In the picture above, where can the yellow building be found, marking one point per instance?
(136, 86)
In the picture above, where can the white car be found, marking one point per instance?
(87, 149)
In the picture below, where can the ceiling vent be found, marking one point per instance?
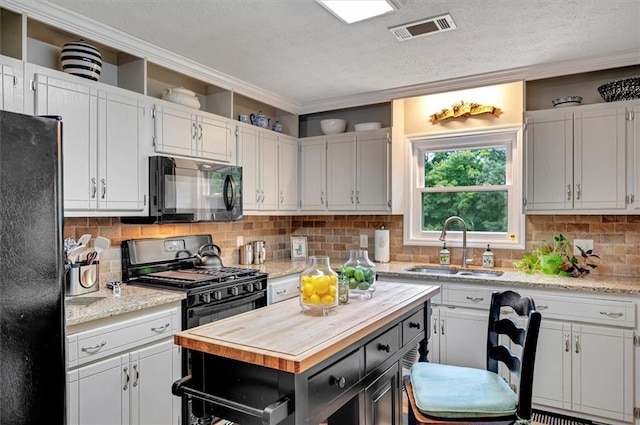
(424, 27)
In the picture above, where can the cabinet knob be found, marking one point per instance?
(384, 347)
(339, 382)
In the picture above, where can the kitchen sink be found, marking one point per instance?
(447, 271)
(432, 270)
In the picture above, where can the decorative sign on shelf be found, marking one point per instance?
(464, 109)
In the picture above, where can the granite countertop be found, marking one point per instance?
(629, 285)
(101, 304)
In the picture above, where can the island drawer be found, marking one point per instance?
(332, 381)
(103, 341)
(381, 348)
(412, 326)
(466, 296)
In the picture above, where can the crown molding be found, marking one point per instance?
(55, 15)
(52, 14)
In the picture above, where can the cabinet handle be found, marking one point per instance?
(135, 380)
(611, 314)
(94, 347)
(161, 328)
(384, 347)
(475, 299)
(126, 373)
(94, 188)
(339, 382)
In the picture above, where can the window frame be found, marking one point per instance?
(510, 137)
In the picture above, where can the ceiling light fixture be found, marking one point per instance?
(351, 11)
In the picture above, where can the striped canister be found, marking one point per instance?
(81, 59)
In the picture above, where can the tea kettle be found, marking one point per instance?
(208, 259)
(260, 120)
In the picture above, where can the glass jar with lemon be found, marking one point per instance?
(318, 286)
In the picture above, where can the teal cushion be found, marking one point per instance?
(461, 392)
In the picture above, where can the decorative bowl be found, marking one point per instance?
(625, 89)
(81, 59)
(333, 126)
(368, 126)
(567, 101)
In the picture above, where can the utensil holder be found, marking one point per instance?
(82, 278)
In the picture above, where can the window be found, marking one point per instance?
(476, 176)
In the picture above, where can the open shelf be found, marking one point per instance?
(540, 93)
(213, 99)
(380, 112)
(119, 69)
(243, 105)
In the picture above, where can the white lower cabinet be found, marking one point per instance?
(132, 386)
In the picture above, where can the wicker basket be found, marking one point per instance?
(627, 89)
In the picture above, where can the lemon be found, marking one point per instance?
(327, 299)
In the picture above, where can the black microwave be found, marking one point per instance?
(189, 190)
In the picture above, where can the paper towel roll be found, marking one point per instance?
(382, 246)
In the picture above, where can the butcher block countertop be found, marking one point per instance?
(281, 337)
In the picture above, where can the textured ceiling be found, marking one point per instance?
(298, 50)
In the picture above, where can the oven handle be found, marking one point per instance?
(231, 304)
(229, 204)
(270, 415)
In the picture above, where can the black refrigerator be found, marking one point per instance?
(32, 358)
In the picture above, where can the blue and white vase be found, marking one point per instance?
(81, 59)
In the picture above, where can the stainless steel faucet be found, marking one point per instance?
(464, 236)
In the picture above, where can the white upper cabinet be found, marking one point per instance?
(576, 159)
(103, 130)
(181, 131)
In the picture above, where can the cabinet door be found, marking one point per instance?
(313, 171)
(269, 171)
(463, 338)
(152, 378)
(11, 80)
(214, 139)
(382, 399)
(98, 394)
(175, 131)
(249, 156)
(77, 105)
(600, 144)
(121, 174)
(372, 165)
(287, 175)
(603, 371)
(549, 161)
(552, 375)
(341, 173)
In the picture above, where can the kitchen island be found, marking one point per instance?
(277, 365)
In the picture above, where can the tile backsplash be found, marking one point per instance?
(616, 238)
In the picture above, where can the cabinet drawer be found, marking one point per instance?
(468, 296)
(413, 326)
(329, 383)
(381, 348)
(111, 339)
(283, 288)
(590, 310)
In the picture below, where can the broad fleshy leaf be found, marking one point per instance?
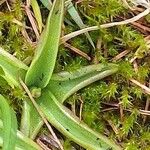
(71, 83)
(42, 66)
(11, 68)
(64, 84)
(37, 13)
(21, 142)
(9, 124)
• • • • •
= Work instructions =
Give the entries again word for word, but skip the pictures.

= Solution for this task =
In the picture above, where can the yellow building be found, marking one point per instance?
(136, 86)
In the picture above, where can the white car be found, marking one point per instance?
(87, 149)
In the picture below, where can the ceiling vent be found, marking one point per instance?
(424, 27)
In the picture above, where can the cabinet knob be found, marking one point per instance?
(384, 347)
(339, 382)
In the picture above, where can the kitchen sink be found, marking one point per instance?
(447, 271)
(432, 270)
In the picture above, where can the decorative sign on shelf be found, marking one point per instance?
(464, 109)
In the picture above, where can the granite countertop be found, marking one point per instance?
(629, 285)
(101, 304)
In the picture above, where can the island drawer be found, marking one point per instance?
(332, 381)
(103, 341)
(381, 348)
(412, 326)
(466, 296)
In the picture above, where can the crown molding be found, marking one point per instance?
(55, 15)
(52, 14)
In the picture above, where can the cabinet handle be found, marking one point per instance?
(135, 380)
(611, 314)
(94, 347)
(161, 328)
(384, 347)
(475, 299)
(126, 373)
(94, 188)
(339, 382)
In the picture above, where can the window frame be found, marking one point per instance?
(510, 137)
In the picture above, where can the ceiling light fixture be found, marking one point per instance?
(351, 11)
In the picture above, where can the striped canister be found, marking one point per instance?
(81, 59)
In the picture above, where can the tea kettle be found, marking one point per instance?
(208, 259)
(260, 120)
In the picture above, where can the glass jar with lemon be found, marking one point per instance?
(318, 286)
In the picture above, where can the teal cushion be found, marking one point per instance?
(461, 392)
In the picture above, where can the decorative bowl be found, marking one point per instance?
(625, 89)
(81, 59)
(333, 126)
(368, 126)
(567, 101)
In the picture above, where can the utensil holder be found, marking one point per instance?
(82, 278)
In the picture above, where can the window be found, marking one point per instance?
(476, 176)
In the picture above, where can the open shelf be found, marking one point per instance?
(540, 93)
(213, 99)
(380, 112)
(119, 69)
(243, 105)
In the picture above, where can the white lower cabinet be found, marking one point per instance?
(132, 386)
In the picture above, where can the wicker basket be found, marking one point per instance?
(627, 89)
In the picture above, where can the lemon be found, marking one point per instance?
(327, 299)
In the picture above, where can the black microwave be found, marking one point per instance?
(189, 190)
In the picture above, where can the paper towel roll be found, marking one point per instance?
(382, 246)
In the picture above, where can the butcher block countertop be found, marking one point per instance?
(281, 337)
In the picture above, where can the textured ceiling be found, marking one point per instance?
(298, 50)
In the picture above, where can the oven handle be found, marking one point per instance?
(231, 304)
(229, 204)
(270, 415)
In the picture above, where can the black refrigerator be found, marking one point per instance?
(32, 358)
In the picture above, where can the blue and white vase be found, marking one point per instance?
(81, 59)
In the picture above, where can the stainless steel faucet be found, marking one point per instance?
(464, 236)
In the picture above, where can the white upper cabinet be found, marking one point per instance?
(576, 159)
(103, 130)
(181, 131)
In the picture above, where can the cabinet door be found, marking one point per instance?
(313, 171)
(269, 171)
(463, 338)
(152, 378)
(11, 80)
(214, 139)
(382, 399)
(98, 394)
(175, 131)
(249, 156)
(77, 105)
(600, 144)
(121, 174)
(372, 165)
(287, 175)
(603, 371)
(549, 161)
(552, 375)
(341, 173)
In the picture above, where can the kitchen island be found, marking one point per instance?
(277, 365)
In the picture above, where can the tile backsplash be found, marking one point per instance?
(616, 238)
In the picture above, where can the cabinet drawer be found, marking one point per instance?
(468, 296)
(413, 326)
(329, 383)
(381, 348)
(111, 339)
(283, 288)
(590, 310)
In the picture below, where can the broad fleshy leaf be found, marking one point per instance?
(71, 83)
(42, 66)
(11, 68)
(64, 84)
(37, 13)
(21, 142)
(9, 124)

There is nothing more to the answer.